- Excerpted passage:
───
Database¶
Datatrail uses the PostgresSQL database to store all the registered data. Throughout Datatrail, we use the SQLAlchemy ORM to communicate withthe database and perform database queries.
Schema¶
All database models are defined here.
File¶
DB Table containing name and specs (md5sum, etc.).
Storage Element¶
DB Table containing name, address of the storage location, transfer protocol it prefers and information about disk usage. * Examples of storage element: * CHIME, CANFAR, CEDAR, BELUGA
File Replica¶
DB Table that maps physical copies of files on a storage element. For each file there will be a replica on the storage elements where the file physically is.It contains information about file path on the storage element, replication, deletion and aggregation state, priority and protocols.
Dataset¶
DB Table. A collection of files or other datasets. It is used to encapsulate files and datasets for different purposes. Datasets are also where we apply replication, deletion and aggregation policies.
Hierarchy¶
- Files can belong to a dataset.
- Datasets can belong to other datasets.
- Files → dataset X→ dataset A → dataset Z …
- This allows you to have things like:
- Intensity files belong to an event X.
- Event X belongs to ClassifiedFRBs, Catalog1 and Catalog2.
───
- Short problem 1:
Show every line of the records below that contains the word "pink", counting only matches with the same capitalization.

- Listed entries:
───
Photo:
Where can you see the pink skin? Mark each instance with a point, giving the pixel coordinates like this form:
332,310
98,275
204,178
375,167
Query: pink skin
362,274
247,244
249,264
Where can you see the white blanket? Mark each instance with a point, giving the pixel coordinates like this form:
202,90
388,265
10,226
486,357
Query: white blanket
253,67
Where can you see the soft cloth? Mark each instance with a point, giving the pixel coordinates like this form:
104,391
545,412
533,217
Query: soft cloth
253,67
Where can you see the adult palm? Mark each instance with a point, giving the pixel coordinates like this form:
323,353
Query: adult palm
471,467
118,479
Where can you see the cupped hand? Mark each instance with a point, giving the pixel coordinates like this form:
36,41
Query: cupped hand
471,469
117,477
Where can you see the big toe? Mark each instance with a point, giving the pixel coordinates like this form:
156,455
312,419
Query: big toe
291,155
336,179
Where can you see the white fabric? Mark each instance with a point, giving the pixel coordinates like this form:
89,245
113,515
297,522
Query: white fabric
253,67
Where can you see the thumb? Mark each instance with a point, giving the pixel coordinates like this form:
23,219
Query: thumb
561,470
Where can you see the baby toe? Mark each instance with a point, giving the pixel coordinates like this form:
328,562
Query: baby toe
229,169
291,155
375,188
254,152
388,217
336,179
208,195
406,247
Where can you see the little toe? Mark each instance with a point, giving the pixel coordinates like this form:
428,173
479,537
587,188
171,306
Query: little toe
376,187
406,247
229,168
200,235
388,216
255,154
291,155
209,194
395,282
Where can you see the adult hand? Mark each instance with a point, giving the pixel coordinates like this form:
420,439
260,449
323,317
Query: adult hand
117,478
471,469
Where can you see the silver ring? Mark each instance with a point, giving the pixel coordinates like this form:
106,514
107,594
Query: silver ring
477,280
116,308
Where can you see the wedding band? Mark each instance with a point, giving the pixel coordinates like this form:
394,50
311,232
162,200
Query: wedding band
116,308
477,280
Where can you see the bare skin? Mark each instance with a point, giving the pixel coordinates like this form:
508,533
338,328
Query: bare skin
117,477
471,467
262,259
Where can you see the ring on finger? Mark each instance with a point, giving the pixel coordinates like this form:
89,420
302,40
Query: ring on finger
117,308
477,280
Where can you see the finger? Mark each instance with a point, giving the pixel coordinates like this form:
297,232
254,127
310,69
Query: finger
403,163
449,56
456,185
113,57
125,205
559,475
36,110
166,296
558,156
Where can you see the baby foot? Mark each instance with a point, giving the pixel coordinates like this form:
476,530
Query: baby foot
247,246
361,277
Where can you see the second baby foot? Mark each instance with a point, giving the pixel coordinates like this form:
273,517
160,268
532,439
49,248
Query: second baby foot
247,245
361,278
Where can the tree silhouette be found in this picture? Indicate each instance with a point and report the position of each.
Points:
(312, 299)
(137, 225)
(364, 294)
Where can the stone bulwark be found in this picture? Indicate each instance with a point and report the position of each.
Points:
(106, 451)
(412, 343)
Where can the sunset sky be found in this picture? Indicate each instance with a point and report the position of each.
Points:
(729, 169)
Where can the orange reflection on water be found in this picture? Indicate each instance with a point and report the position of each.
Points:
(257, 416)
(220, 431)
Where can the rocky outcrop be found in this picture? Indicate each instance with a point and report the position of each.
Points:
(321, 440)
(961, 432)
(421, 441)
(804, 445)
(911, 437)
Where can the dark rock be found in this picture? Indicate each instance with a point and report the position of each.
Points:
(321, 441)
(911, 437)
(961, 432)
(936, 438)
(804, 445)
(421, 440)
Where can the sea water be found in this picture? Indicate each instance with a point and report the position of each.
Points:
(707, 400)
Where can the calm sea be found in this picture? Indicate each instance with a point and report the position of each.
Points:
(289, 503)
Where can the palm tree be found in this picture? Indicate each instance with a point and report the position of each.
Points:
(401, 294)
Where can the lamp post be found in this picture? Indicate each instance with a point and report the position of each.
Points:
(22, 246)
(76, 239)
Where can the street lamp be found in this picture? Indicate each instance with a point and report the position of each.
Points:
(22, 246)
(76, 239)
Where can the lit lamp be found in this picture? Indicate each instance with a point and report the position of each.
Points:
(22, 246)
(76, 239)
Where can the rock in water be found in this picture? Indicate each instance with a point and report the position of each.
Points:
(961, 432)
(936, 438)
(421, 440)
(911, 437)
───
- Short problem 2:
Write what follows the last sentence of the Datatrail database documentation.

- Reply 1:
Where can you see the pink skin? Mark each instance with a point, giving the pixel coordinates like this form:
Query: pink skin

- Reply 2:
Replication Policy¶
- Policy for replication of files belonging to a dataset. This policy is added to a dataset when it is created.
- Num replicas, preferred_storage_elemenets, priority.
- When new files are attached to a dataset, the policy is translated to the file and file replica tables as appropriate properties.
- When a dataset is attached to another dataset with a different set of policies, we take the least destructive action on the file replicas.
- Replicate sooner of the two policies.
- Default Policy only for Core datasets (for derived datasets, an explicit policy needs to be provided):
- Replication: num replicas 1, replication_priority low, preferred_storage_site CHIME.
Deletion Policy¶
- Policy for deletion of file replicas belonging to a dataset on storage elements. This policy is added to a dataset when it is created. For each storage element we require:
- delete_after_days, priority.
- Eg. {“CHIME”: {“delete_after_days”: 10, “priority”: “HIGH”}, “CANFAR”: {“delete_after_days”: None, “priority”: low}}
- When new files are attached to a dataset, the policy is translated to the file and file replica tables as appropriate properties.
- When a dataset is attached to another dataset with a different set of policies, we take the least destructive action on the file replicas.
- Delete on a later date of the two policies.
- Default Policy only core dataset (for derived datasets, an explicit policy needs to be provided):
- Deletion: {“Field Site”: {“delete_after_days”: 90, “priority”: “LOW”}}.
Migration¶
To add/update/delete the fields in the database, we use a library called alembic.
Setting up Alembic¶
alembic init migrations (for a new database)
or
alembic stamp head (if the database is already populated)
Creating a migration script¶
alembic revision --autogenerate -m "name of your revision"
Run the migration¶
alembic upgrade head
Backups¶
Database backups are described in https://github.com/CHIMEFRB/frb-devops/tree/main/l4-terminus/postgres .